Find constrained minima of a real multi-objective function.


x = moga(@func,x0)

x = moga(@func,x0,A,b)

x = moga(@func,x0,A,b,Aeq,beq)

x = moga(@func,x0,A,b,Aeq,beq,lb,ub)

x = moga(@func,x0,A,b,Aeq,beq,lb,ub,nonlcon)

x = moga(@func,x0,A,b,Aeq,beq,lb,ub,nonlcon,options)

[x,fval,info,output] = moga(...)


The function to minimize.
An estimate of the location of a minimum.
A matrix used to compute A*x for inequality contraints.
Use [ ] if unneeded.
The upper bound of the inequality constraints A*x<=b.
Use [ ] if unneeded.
A matrix used to compute Aeq*x for equality contraints.
Use [ ] if unneeded.
The upper bound of the equality constraints Aeq*x=beq.
Use [ ] if unneeded.
The design variable lower bounds.
Use [ ] if unbounded. Support for this option is limited. See comments.
The design variable upper bounds.
Use [ ] if unbounded. Support for this option is limited. See comments.
The non-linear constraints function.
The function signature is as follows:
function [c, ceq] = ConFunc(x)
where c and ceq contain inequality and equality contraints, respectively. The inequality constraints are assumed to have upper bounds of 0.
The function can return 1 or 2 outputs.
A struct containing options settings.
See mogaoptimset for details.


The locations of the multi-objective minima.
The multi-objective function minima.
The convergence status flag.
  • info = 0: reached maximum number of iterations.
  • info = 1: the function converged.
  • info = 3: a constraint violation within TolCon occurred.
A struct containing iteration details. The members are as follows.
  • Pareto: a logical matrix indicating which samples belong to the Pareto Front. Each column contains the front information for an iteration.
  • nfev: the number of function evaluations.
  • xiter: the candidate solution at each iteration.
  • fvaliter: the objective function values at each iteration.
  • coniter: the constraint values at each iteration. The columns will contain the constraint function values in the following order: linear inequality contraints, linear equality constraints, nonlinear inequality contraints, nonlinear equality constraints.


Plot the iterations and Pareto Front for the function ObjFunc.
function obj = ObjFunc(x)

RECORD EXTRACTS:
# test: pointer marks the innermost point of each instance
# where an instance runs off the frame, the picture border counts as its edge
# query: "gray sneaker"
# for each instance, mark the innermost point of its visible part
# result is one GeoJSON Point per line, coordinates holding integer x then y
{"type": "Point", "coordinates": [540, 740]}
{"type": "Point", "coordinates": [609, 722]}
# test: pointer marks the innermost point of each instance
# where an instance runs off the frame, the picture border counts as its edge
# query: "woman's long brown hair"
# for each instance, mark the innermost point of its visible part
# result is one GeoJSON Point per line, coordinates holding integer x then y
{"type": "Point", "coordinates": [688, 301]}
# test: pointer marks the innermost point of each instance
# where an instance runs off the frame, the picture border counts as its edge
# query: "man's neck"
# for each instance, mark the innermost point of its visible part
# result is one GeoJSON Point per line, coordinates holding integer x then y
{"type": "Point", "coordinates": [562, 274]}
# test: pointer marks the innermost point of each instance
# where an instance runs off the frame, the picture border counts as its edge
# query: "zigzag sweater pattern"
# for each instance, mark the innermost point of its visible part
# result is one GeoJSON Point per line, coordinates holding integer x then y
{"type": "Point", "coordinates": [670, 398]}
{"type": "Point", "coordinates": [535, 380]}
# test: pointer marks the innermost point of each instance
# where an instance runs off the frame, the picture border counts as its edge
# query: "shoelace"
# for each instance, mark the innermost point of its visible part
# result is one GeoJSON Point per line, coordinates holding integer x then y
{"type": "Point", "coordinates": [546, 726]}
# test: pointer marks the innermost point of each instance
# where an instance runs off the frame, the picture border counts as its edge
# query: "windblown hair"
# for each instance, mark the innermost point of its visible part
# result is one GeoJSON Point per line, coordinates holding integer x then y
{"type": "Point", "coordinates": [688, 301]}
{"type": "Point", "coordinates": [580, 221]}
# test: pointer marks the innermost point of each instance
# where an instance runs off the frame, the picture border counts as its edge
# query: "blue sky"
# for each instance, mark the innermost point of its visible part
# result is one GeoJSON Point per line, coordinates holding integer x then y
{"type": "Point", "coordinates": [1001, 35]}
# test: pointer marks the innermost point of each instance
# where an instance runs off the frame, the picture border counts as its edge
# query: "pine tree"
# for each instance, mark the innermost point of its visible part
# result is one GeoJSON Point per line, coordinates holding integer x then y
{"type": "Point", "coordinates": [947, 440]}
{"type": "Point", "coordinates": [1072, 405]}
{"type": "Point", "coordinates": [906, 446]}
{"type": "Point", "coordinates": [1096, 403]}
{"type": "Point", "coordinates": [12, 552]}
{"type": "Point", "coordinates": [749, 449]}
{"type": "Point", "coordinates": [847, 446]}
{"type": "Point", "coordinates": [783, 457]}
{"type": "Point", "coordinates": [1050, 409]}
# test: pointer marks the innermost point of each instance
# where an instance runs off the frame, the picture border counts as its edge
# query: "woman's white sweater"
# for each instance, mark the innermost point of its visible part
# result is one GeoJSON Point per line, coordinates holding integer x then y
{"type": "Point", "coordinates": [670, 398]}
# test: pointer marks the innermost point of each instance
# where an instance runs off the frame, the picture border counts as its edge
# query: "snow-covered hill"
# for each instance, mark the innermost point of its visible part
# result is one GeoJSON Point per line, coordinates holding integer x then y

STUDY QUESTIONS:
A. In the documentation for the moga function, translate this sentence into Spanish: "The inequality constraints are assumed to have upper bounds of 0."
B. Pick up the documentation for the moga function after its last line and continue it.

TASK-BY-TASK ANSWERS:
A. Se supone que las restricciones de desigualdad tienen cotas superiores de 0.

B.
    obj = zeros(2,1);
    obj(1) = 2*(x(1)-3)^2 + 4*(x(2)-2)^2 + 6;
    obj(2) = 2*(x(1)-3)^2 + 4*(x(2)+2)^2 + 6;

init = [2; 0];
lowerBound = [1, -5];
upperBound = [5, 5];

options = mogaoptimset('MaxIter', 40, 'Seed', 2017);
[x,fval,info,output] = moga(@ObjFunc,init,[],[],[],[],lowerBound,upperBound,[],options);

obj1 = output.fvaliter(:,1);
obj2 = output.fvaliter(:,2);
scatter(obj1, obj2);
hold on;

obj1P = fval(:,1);
obj2P = fval(:,2);
scatter(obj1P, obj2P);
legend('Iteration History','Pareto Front');

Figure 1. moga figure 1
Modify the previous example to pass extra parameters to the function using a function handle.
function obj = ObjFunc(x,p1,p2)
    obj = zeros(2,1);
    obj(1) = 2*(x(1)-3)^2 + 4*(x(2)-2)^2 + p1;
    obj(2) = 2*(x(1)-3)^2 + 4*(x(2)+2)^2 + p2;

handle = @(x) ObjFunc(x,7,8);
[x,fval] = moga(handle,init,[],[],[],[],lowerBound,upperBound,[],options);


moga uses a Multi-Objective Genetic Algorithm.

See the fmincon optimization tutorial for an example with nonlinear constraints.

Options are specified with mogaoptimset. The defaults are as follows.
  • MaxIter: 50
  • MaxFail: 20000
  • PopulationSize: 0 (the algorithm chooses)
  • TolCon: 0.5 (%)
  • CrowdDist: 0
  • Seed: 0
  • Display: 'off'

Unbounded limits design variable limits are not fully supported and are set to -1000 and 1000. Use of large limits is discouraged due to the size of the search area.

To pass additional parameters to a function argument, use an anonymous function.